Task brief:
Answer these questions using the news article on airplane noise below.
(a) On what road is Mitchell's Garage?
(b) How large was the latest FAA grant to Hartsfield Atlanta International Airport?
(c) Which mayor joined Willie Oswalt in meeting with U.S. Rep. David Scott?

Text segment:
----------
By Ed Brock
At Mitchell's Garage on Huie Road airplanes passing overhead sometimes easily compete with the noise of the shop.
"Some days they're pretty noisy," mechanic Clark Morris said. "You can't help but hear them."
Not far from Mitchell's is Lake City City Hall on the corner of Jonesboro and Huie roads.
"We happened to video tape some planes going right over city hall," Lake City Mayor Willie Oswalt said.
That video demonstrates that Lake City should get a share of the latest $1.9 million grant that the Federal Aviation Administration recently gave to Hartsfield Atlanta International Airport for property acquisition and noise abatement, Oswalt said.
"All we want is to get a head start on this and get our fair share," Oswalt said.
And to that end Oswalt and Forest Park Mayor Chuck Hall have met with U.S. Rep. David Scott, D-Georgia, at Lake City City Hall to enlist the congressman's help in getting some of the money. During that meeting they showed Scott the Lake City airplane video that reportedly shows windows shaking from the sound of the jet.
"We wanted assurances that the cities weren't going to be overlooked," Hall said. "He promised to look into it."
----------
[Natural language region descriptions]
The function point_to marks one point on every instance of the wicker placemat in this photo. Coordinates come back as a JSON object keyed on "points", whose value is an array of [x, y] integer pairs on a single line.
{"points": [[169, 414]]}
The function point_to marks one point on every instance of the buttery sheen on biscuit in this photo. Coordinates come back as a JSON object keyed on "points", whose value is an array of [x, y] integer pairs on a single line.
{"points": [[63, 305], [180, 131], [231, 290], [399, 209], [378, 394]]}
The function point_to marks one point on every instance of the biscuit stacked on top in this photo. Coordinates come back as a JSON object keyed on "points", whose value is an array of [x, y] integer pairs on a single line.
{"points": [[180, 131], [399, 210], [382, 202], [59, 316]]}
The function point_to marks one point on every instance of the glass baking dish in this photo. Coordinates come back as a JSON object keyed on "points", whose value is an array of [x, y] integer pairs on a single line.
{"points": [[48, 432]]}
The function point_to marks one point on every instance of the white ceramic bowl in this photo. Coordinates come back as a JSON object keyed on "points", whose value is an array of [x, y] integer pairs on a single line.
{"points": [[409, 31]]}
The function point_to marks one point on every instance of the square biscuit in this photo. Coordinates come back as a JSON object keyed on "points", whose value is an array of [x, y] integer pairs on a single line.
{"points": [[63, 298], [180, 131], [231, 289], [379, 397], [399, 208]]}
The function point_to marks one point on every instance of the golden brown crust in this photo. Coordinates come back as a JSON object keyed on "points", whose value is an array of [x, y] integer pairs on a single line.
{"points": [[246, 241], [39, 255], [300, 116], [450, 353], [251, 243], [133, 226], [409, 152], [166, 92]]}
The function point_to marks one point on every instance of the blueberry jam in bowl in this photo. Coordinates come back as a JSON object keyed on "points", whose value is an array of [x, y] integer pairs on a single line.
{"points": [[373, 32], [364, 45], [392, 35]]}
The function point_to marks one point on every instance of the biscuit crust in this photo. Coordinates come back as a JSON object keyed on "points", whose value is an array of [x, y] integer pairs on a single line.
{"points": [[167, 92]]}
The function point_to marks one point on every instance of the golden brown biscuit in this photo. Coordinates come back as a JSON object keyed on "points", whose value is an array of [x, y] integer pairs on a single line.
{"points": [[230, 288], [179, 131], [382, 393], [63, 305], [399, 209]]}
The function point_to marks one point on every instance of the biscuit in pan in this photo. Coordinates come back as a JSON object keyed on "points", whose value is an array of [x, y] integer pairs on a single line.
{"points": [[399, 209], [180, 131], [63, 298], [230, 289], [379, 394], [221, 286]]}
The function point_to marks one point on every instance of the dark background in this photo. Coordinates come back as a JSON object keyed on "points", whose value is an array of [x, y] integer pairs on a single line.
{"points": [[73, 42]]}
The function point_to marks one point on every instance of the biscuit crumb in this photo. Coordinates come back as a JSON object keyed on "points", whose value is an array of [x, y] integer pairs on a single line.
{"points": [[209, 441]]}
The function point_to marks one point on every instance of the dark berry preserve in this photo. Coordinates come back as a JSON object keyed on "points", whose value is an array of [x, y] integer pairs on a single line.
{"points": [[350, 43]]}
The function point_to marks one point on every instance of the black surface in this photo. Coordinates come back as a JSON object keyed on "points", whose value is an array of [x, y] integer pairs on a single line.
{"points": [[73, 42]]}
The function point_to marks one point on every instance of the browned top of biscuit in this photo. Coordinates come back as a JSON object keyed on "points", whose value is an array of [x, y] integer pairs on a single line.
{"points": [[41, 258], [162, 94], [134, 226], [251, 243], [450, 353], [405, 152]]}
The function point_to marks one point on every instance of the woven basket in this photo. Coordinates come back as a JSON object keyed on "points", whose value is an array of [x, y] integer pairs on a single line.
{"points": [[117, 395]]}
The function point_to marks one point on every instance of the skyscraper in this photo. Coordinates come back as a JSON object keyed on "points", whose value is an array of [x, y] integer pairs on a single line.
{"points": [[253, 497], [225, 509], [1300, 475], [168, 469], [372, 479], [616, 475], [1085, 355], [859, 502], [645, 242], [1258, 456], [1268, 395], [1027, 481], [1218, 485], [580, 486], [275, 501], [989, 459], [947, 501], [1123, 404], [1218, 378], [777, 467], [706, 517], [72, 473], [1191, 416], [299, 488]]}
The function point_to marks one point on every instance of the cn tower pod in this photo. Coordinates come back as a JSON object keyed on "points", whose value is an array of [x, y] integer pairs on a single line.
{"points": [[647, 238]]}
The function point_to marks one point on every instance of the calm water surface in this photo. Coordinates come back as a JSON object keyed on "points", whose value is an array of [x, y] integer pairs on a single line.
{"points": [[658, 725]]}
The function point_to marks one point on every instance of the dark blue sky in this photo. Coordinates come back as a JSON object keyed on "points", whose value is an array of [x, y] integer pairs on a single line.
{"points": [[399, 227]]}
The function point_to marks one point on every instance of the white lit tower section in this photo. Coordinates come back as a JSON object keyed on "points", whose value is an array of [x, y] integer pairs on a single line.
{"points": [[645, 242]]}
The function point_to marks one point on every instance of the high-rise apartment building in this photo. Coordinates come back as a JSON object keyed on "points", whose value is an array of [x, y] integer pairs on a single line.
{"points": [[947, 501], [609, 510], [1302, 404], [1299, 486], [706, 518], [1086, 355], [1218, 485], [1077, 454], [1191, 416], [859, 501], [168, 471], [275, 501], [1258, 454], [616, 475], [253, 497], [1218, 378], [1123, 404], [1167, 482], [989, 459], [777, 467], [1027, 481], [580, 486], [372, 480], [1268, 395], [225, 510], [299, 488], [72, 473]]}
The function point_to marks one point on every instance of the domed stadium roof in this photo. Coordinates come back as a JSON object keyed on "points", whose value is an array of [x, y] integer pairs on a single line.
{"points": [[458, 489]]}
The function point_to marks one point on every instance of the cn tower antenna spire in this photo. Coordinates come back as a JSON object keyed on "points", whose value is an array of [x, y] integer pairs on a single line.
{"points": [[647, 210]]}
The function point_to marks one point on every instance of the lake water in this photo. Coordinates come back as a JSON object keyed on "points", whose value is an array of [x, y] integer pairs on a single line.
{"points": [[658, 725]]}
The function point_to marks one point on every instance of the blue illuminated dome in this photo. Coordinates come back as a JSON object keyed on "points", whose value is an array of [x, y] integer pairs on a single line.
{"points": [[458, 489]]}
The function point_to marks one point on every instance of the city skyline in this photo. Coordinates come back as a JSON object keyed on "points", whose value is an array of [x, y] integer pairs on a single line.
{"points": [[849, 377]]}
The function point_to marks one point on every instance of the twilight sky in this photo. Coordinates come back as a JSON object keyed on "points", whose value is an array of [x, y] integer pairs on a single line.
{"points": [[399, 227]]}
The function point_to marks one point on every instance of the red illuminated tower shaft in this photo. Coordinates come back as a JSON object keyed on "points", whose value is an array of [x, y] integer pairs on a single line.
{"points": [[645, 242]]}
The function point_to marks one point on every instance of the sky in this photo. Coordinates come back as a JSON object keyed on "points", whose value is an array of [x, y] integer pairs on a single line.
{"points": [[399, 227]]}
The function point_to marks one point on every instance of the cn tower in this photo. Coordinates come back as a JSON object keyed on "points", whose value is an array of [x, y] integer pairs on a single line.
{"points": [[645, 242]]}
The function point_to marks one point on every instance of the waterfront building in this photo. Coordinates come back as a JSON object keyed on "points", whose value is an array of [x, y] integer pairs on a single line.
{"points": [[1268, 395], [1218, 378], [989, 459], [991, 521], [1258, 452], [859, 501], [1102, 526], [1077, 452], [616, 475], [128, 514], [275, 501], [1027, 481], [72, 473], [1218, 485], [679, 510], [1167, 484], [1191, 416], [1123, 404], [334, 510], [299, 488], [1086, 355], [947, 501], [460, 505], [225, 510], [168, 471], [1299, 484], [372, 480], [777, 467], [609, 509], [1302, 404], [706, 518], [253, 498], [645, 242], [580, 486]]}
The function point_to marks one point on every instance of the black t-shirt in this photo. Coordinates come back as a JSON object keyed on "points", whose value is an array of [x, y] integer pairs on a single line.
----------
Output below:
(a) Huie Road
(b) $1.9 million
(c) Forest Park Mayor Chuck Hall